Aim of the exercise:
All lines of the material below that include the string "bare" are to be copied.
:::
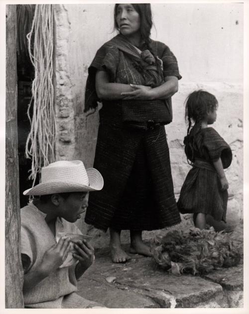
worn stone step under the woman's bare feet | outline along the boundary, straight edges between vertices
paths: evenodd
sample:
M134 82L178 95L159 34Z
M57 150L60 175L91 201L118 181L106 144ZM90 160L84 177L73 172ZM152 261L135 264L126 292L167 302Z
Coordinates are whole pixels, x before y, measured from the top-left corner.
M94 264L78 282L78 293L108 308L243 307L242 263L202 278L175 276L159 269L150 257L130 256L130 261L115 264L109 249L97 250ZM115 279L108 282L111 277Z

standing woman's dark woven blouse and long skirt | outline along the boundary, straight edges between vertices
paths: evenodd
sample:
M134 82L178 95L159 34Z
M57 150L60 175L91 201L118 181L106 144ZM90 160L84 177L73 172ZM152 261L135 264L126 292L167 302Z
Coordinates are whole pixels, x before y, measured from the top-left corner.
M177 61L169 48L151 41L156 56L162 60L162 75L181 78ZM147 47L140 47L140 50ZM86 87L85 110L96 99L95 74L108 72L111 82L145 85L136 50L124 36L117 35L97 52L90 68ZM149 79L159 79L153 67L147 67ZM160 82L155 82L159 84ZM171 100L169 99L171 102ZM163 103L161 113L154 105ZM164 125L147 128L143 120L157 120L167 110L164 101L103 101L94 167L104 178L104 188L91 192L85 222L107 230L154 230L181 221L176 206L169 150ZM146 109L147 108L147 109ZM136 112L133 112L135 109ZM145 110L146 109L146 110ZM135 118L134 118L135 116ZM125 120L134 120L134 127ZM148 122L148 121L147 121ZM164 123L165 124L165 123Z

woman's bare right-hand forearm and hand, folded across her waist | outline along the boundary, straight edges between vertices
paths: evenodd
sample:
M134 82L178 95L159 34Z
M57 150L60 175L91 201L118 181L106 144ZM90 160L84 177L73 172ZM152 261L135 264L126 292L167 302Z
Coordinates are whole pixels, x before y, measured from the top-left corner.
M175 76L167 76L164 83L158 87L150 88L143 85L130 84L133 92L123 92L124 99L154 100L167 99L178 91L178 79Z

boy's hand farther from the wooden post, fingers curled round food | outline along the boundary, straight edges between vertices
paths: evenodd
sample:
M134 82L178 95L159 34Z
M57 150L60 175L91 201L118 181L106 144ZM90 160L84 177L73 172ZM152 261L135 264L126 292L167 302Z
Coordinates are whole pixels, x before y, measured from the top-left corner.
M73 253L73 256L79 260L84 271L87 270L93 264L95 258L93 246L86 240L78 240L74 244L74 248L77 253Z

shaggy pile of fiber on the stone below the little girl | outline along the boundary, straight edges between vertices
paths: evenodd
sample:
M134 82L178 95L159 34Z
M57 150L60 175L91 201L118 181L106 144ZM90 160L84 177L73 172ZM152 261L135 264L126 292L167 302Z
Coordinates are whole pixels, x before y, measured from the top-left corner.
:::
Output for this exercise:
worn stone step under the woman's bare feet | outline along the boundary, straight edges between vertices
woman's bare right-hand forearm and hand, folded across her waist | outline along the boundary, straight edges between vertices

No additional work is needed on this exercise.